Aim of the exercise:
Beginning at the line that contains "Note to the class: point out the potted", write out every line down to the end of the records, with both ends kept and nothing added.

Records from a dataset:
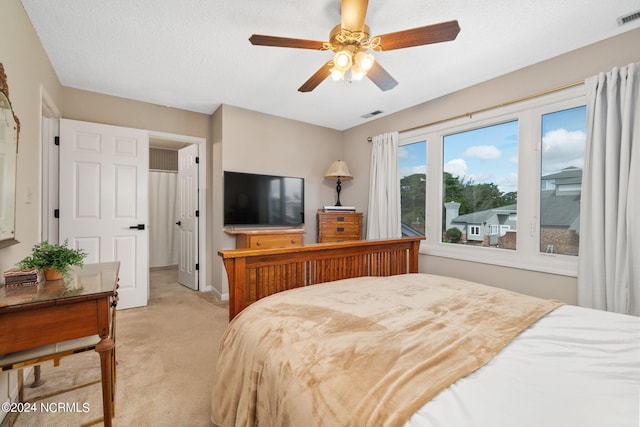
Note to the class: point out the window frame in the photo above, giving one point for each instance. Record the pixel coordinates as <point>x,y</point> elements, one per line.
<point>529,114</point>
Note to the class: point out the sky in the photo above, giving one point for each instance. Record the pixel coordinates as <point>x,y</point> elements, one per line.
<point>490,155</point>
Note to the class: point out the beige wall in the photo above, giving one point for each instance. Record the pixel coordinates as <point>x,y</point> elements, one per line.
<point>556,72</point>
<point>28,73</point>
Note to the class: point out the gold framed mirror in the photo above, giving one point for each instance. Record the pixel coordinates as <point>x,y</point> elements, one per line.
<point>9,131</point>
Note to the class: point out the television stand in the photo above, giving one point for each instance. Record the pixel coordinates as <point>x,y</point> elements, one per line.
<point>267,238</point>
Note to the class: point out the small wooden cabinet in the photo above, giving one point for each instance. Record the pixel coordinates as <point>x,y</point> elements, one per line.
<point>339,226</point>
<point>267,239</point>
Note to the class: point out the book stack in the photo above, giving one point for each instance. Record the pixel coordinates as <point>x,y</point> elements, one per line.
<point>15,277</point>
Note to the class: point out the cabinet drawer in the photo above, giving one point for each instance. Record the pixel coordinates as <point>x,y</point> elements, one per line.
<point>340,228</point>
<point>274,241</point>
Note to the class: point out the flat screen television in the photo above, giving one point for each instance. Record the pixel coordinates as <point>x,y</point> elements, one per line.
<point>253,199</point>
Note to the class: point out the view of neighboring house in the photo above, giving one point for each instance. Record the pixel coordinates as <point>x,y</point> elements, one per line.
<point>560,211</point>
<point>485,228</point>
<point>559,217</point>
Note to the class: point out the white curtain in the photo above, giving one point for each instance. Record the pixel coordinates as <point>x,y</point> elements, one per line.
<point>163,215</point>
<point>383,217</point>
<point>609,262</point>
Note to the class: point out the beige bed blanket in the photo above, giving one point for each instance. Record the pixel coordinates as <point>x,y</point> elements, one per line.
<point>368,351</point>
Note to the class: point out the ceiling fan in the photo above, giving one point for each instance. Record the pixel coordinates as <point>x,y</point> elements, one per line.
<point>350,41</point>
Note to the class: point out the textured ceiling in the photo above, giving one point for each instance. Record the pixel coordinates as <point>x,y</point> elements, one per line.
<point>194,54</point>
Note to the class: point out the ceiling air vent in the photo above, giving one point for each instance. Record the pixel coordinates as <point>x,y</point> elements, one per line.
<point>628,18</point>
<point>371,114</point>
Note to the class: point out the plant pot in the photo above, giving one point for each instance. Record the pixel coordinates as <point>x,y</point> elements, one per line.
<point>53,274</point>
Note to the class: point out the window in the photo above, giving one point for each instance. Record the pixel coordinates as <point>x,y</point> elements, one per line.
<point>490,175</point>
<point>480,175</point>
<point>563,139</point>
<point>412,163</point>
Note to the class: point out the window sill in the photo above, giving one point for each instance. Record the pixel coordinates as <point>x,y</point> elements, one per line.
<point>563,265</point>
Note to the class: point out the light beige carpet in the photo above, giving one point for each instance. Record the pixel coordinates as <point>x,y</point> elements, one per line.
<point>166,354</point>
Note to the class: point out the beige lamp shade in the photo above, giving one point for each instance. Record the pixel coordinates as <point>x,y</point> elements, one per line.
<point>338,171</point>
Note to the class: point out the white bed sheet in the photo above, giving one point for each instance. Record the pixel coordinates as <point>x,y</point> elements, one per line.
<point>574,367</point>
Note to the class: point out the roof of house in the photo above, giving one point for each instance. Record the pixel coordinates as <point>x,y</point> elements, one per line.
<point>559,211</point>
<point>482,216</point>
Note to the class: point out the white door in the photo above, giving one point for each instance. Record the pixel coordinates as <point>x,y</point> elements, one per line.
<point>103,200</point>
<point>188,220</point>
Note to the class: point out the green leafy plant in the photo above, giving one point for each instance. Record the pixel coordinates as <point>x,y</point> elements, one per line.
<point>46,256</point>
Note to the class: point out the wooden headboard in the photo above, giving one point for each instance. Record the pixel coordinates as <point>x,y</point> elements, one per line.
<point>257,273</point>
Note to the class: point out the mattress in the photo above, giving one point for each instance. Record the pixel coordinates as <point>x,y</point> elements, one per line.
<point>573,367</point>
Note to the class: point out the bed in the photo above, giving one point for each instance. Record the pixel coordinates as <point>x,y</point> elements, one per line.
<point>423,350</point>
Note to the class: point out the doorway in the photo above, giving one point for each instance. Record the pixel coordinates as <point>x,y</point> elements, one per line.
<point>176,178</point>
<point>50,185</point>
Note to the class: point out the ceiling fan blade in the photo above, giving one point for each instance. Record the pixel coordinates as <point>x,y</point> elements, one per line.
<point>258,39</point>
<point>317,78</point>
<point>445,31</point>
<point>353,14</point>
<point>381,77</point>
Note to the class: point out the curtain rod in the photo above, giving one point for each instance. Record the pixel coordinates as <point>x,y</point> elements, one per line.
<point>482,110</point>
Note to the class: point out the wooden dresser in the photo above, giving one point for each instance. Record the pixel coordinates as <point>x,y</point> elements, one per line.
<point>339,226</point>
<point>268,238</point>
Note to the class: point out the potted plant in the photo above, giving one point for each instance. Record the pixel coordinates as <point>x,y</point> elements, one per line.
<point>55,260</point>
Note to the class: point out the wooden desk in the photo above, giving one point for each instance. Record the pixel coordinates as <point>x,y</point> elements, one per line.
<point>62,310</point>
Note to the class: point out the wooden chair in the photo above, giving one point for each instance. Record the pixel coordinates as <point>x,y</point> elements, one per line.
<point>35,356</point>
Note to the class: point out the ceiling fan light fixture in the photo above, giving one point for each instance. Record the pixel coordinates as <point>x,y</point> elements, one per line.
<point>365,61</point>
<point>342,60</point>
<point>337,74</point>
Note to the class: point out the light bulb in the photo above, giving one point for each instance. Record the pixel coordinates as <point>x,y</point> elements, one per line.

Task answer:
Note to the class: point out the potted plant in the photo above, giving one point for each instance. Record the pixel coordinates as <point>x,y</point> elements, one per line.
<point>55,260</point>
Note to the class: point out the wooden desk in the photo above, giving one point for each instance. Record the pixel coordinates as <point>x,y</point> elements, one per line.
<point>62,310</point>
Note to the class: point out the wooden chair in the photo above, giving one point for each instance. Record the pixel coordinates as <point>x,y</point> elements, one per line.
<point>35,356</point>
Note to the class: point out the ceiling fan light fixture in the photo above, giving one point for each instance. Record the pixel coordinates as <point>x,y</point> elements, one per line.
<point>365,61</point>
<point>342,60</point>
<point>337,74</point>
Note to the class: point out the light bulb in the photo above, giving one point for each instance. Record the pixel coordinates as <point>x,y</point> elements, one per line.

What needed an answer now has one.